(Texte de l'exercice)
C'est sur les traces de cette femme honnie, immigrée venue d'Écosse, sans doute dans l'espoir de se réinventer aux antipodes, qu'est parti Amaury da Cuhna. Il rejoint la Nouvelle-Zélande le temps d'une résidence d'écriture, et questionne tous ceux qui auraient pu s'intéresser à son héroïne, de Jane Campion à Fiona Kidman, en passant par quelques personnages fantasques qui partagent son obsession pour la criminelle. « Tous les aficionados de Minnie étaient-ils des timbrés ? Je ne m'excluais pas de cette liste de fous patentés. » L'enquête, littéraire, est aussi une exploration intime. Pourquoi une histoire s'empare-t-elle de nous ? C'est l'un des mystères explorés avec élégance par Amaury da Cunha, dans ce récit à l'éclat noir.
Aux antipodes
par Sean James Rose
Amaury da Cunha relate son périple en Nouvelle-Zélande sur les traces de la seule femme de l'île à avoir été condamnée à mort : Minnie Dean.

(Données affichées)
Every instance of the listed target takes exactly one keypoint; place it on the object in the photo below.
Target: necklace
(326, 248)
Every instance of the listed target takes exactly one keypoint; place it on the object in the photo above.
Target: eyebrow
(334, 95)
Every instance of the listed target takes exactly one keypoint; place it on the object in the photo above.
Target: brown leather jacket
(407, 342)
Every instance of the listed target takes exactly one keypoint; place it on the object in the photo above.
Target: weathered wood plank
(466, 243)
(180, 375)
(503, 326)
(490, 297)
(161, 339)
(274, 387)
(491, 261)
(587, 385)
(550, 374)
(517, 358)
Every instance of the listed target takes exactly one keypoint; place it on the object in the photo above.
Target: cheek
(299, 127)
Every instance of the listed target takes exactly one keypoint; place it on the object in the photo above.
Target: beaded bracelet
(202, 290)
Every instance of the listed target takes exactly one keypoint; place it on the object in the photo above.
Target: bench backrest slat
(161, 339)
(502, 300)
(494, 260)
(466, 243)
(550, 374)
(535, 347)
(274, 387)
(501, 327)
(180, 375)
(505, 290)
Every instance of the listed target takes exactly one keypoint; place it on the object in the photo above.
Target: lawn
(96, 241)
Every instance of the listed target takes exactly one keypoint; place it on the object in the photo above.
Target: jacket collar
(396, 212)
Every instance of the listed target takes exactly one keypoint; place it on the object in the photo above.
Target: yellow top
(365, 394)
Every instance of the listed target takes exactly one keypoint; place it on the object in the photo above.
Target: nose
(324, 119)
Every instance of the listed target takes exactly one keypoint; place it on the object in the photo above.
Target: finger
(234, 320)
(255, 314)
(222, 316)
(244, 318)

--

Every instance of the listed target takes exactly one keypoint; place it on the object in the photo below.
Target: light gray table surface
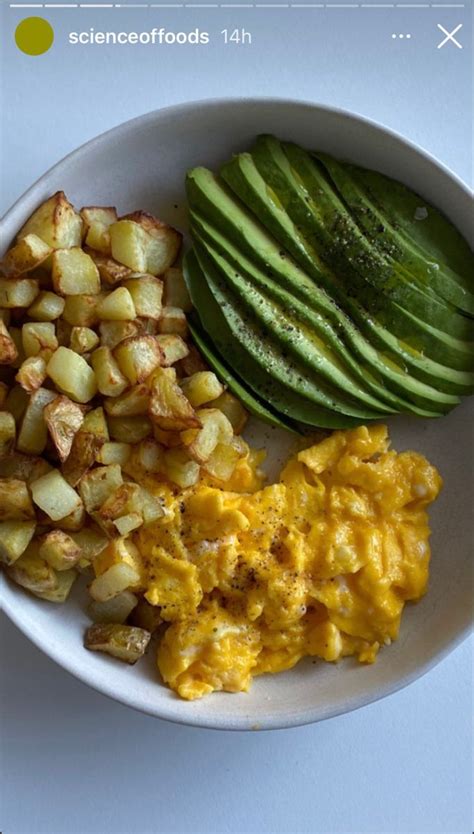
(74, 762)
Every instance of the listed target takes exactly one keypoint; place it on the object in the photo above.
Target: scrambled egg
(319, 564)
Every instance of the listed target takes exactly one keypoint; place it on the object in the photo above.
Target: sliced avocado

(Consigne) Recopiez le passage du texte sur Minnie Dean compris entre « C'est sur les » et « à l'éclat noir. », bornes incluses.

(Réponse)
C'est sur les traces de cette femme honnie, immigrée venue d'Écosse, sans doute dans l'espoir de se réinventer aux antipodes, qu'est parti Amaury da Cuhna. Il rejoint la Nouvelle-Zélande le temps d'une résidence d'écriture, et questionne tous ceux qui auraient pu s'intéresser à son héroïne, de Jane Campion à Fiona Kidman, en passant par quelques personnages fantasques qui partagent son obsession pour la criminelle. « Tous les aficionados de Minnie étaient-ils des timbrés ? Je ne m'excluais pas de cette liste de fous patentés. » L'enquête, littéraire, est aussi une exploration intime. Pourquoi une histoire s'empare-t-elle de nous ? C'est l'un des mystères explorés avec élégance par Amaury da Cunha, dans ce récit à l'éclat noir.